#### What to produce
How many lines in the items below contain the word "gnarled"? Reply with the number alone.

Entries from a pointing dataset
^^^^

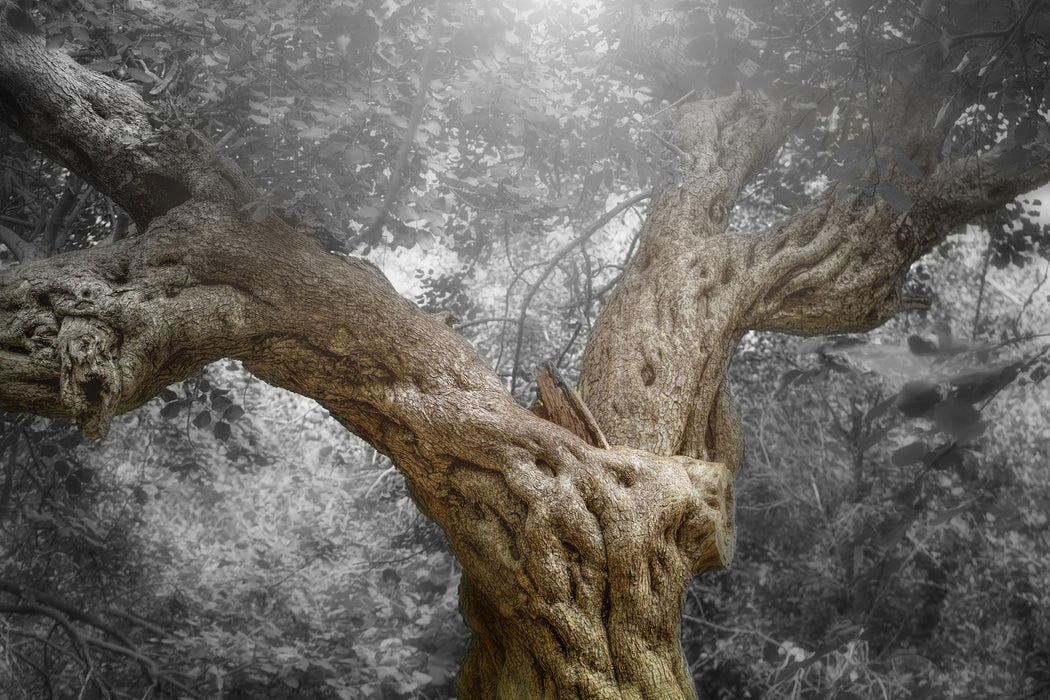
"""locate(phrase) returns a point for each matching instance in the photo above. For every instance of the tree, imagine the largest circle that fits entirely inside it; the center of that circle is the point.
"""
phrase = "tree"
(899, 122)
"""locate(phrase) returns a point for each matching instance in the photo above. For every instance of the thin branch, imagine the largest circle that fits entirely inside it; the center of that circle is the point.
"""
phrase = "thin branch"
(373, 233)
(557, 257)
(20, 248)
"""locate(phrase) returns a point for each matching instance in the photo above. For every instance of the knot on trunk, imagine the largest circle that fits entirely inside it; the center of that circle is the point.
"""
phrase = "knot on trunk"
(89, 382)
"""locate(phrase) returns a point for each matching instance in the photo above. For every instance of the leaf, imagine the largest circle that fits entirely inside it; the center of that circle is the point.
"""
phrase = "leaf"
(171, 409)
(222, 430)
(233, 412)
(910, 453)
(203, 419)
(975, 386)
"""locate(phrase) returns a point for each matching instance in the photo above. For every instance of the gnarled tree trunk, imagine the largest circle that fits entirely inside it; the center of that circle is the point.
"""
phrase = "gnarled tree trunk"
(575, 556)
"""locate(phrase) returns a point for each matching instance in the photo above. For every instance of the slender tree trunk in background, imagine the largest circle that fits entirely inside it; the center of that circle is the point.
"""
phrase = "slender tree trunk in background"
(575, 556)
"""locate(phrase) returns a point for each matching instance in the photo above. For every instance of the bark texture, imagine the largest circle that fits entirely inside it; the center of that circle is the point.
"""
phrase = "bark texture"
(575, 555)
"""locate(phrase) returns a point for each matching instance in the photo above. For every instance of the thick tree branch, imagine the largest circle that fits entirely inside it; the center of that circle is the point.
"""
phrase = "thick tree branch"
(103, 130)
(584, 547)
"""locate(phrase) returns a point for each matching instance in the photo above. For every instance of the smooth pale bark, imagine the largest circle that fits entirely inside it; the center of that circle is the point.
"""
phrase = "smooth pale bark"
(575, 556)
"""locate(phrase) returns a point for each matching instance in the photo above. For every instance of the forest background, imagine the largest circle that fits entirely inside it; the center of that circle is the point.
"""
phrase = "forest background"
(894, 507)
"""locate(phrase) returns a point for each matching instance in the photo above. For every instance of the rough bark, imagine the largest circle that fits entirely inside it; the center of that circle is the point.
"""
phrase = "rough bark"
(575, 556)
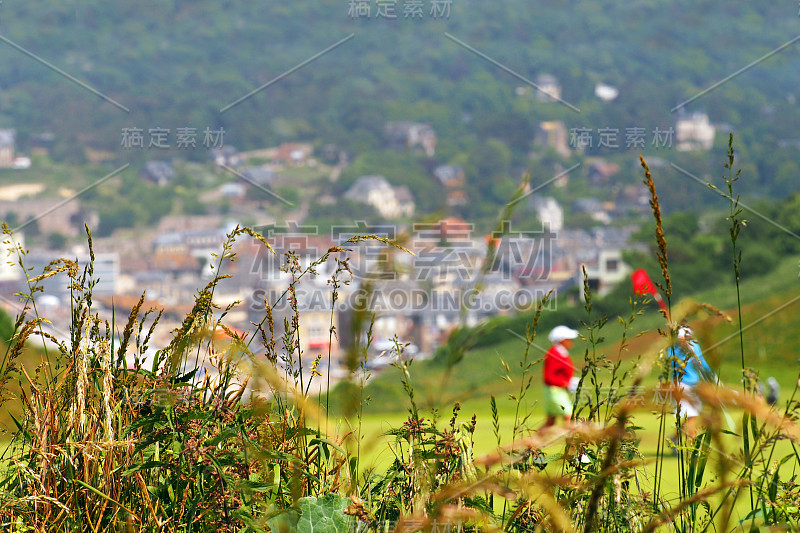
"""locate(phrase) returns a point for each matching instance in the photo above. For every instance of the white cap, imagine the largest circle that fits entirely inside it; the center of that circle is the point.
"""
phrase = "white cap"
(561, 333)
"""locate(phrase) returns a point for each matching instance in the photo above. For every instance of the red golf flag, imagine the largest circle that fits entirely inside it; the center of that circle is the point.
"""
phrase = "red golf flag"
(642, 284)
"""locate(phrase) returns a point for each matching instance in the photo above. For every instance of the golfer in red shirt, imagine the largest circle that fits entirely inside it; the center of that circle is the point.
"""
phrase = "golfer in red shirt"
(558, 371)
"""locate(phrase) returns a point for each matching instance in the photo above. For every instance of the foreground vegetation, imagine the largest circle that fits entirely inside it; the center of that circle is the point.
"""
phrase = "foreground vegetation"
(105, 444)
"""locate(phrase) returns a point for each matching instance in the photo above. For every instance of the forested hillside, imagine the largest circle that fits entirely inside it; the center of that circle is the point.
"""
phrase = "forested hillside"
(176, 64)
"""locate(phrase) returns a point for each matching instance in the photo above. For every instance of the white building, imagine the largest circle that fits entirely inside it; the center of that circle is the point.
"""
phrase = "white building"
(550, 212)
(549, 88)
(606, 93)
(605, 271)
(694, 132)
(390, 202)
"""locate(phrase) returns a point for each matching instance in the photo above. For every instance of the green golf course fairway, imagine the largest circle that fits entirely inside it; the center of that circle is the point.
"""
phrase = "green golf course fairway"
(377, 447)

^^^^

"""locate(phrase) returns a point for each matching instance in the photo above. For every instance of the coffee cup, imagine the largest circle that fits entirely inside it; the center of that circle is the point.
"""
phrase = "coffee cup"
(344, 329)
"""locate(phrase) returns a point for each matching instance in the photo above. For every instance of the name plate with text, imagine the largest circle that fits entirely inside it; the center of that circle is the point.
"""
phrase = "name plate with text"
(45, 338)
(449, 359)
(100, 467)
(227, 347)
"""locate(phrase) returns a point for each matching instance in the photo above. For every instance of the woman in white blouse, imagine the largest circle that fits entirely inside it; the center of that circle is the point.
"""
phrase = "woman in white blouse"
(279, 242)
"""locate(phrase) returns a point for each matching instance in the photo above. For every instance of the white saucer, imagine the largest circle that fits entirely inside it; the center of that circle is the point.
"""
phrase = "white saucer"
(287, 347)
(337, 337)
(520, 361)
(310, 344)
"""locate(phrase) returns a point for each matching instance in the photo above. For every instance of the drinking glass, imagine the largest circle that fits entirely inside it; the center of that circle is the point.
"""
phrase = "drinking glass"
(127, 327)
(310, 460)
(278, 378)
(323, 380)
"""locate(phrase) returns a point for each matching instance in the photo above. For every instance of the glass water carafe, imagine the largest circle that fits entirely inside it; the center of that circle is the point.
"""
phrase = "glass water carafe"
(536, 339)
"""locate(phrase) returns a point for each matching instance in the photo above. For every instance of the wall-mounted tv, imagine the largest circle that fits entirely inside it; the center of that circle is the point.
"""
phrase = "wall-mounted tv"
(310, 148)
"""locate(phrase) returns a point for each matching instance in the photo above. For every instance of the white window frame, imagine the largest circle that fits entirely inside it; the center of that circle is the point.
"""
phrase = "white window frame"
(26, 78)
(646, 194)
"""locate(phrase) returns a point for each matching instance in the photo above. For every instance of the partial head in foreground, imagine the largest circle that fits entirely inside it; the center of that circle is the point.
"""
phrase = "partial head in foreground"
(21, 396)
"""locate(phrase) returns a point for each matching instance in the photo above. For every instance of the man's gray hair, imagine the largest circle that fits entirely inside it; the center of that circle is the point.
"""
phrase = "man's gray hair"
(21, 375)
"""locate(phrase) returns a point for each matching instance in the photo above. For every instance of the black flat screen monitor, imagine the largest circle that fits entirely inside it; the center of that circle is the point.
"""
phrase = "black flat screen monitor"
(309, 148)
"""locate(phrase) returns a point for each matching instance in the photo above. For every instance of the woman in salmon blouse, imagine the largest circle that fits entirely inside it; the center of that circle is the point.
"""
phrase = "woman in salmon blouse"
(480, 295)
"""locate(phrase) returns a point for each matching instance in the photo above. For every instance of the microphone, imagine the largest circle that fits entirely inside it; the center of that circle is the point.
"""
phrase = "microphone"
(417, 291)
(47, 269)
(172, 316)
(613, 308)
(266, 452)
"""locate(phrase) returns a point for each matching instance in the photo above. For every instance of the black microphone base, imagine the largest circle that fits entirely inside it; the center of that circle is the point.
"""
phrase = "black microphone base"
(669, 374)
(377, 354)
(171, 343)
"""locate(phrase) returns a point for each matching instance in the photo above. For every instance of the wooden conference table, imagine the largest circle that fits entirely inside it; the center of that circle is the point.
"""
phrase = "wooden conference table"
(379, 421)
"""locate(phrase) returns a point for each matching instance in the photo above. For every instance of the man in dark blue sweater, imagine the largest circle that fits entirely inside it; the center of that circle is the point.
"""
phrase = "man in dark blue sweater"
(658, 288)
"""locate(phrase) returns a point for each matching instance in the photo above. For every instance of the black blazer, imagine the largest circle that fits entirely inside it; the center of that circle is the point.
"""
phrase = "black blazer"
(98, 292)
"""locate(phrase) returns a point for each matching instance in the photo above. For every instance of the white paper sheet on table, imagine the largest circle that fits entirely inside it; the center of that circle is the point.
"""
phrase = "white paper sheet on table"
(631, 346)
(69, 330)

^^^^

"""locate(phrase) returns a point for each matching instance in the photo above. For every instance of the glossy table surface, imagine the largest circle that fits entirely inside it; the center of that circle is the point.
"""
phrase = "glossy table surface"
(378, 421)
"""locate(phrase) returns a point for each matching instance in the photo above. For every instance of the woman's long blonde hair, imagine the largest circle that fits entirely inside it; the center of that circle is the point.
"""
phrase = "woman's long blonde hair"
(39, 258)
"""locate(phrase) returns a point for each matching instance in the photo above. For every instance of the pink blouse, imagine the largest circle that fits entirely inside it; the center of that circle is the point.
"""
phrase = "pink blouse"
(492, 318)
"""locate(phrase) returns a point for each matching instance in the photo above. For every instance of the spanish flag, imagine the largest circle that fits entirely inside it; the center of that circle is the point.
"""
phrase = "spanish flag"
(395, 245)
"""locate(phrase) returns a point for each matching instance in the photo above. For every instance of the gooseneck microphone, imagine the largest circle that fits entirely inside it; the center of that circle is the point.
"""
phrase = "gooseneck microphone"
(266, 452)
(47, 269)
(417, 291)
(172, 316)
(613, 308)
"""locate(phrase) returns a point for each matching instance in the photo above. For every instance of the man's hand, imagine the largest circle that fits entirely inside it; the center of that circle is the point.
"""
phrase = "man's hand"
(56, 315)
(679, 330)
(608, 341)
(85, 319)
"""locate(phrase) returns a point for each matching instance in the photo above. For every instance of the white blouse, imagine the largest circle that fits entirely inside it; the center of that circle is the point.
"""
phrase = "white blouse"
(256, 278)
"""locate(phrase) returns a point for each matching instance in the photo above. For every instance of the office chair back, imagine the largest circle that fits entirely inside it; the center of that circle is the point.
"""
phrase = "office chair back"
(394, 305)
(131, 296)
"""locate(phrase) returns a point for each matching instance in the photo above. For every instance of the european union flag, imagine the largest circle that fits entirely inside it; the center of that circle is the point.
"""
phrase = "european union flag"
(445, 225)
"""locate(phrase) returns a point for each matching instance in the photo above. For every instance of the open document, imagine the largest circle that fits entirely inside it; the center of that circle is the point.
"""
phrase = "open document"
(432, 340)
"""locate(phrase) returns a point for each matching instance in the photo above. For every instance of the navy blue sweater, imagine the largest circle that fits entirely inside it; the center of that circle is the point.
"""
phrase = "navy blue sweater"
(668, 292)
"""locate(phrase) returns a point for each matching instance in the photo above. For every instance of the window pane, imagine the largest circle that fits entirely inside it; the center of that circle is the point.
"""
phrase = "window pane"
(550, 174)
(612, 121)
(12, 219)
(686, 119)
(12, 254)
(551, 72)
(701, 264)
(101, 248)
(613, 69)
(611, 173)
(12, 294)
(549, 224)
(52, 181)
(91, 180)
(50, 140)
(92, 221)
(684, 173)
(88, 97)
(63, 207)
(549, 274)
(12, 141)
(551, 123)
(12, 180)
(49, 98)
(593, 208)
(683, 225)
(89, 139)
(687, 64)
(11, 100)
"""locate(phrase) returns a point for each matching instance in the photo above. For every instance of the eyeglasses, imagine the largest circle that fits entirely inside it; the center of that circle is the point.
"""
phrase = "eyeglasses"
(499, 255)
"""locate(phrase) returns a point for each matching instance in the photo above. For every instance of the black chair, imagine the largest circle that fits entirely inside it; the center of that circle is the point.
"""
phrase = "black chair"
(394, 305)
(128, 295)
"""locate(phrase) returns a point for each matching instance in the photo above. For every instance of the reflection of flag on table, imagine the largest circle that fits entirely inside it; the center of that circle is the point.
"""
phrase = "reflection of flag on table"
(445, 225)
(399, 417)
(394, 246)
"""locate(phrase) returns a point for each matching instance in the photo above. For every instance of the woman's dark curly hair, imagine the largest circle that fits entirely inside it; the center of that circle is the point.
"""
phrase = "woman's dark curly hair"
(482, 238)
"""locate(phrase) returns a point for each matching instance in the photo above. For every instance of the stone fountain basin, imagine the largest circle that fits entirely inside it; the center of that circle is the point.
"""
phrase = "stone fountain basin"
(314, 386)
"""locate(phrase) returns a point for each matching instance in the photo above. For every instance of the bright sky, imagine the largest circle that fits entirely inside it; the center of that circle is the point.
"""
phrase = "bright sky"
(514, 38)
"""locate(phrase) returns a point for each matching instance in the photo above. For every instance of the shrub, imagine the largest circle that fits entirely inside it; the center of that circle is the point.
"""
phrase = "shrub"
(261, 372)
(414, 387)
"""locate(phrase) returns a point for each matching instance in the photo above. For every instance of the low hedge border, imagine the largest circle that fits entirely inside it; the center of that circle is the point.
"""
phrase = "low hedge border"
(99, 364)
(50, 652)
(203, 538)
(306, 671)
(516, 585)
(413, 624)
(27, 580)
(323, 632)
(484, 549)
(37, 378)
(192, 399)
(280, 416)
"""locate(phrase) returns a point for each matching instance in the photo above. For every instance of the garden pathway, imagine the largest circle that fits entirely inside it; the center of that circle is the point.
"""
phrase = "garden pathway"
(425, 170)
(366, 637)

^^^^

#### Exercise answer
2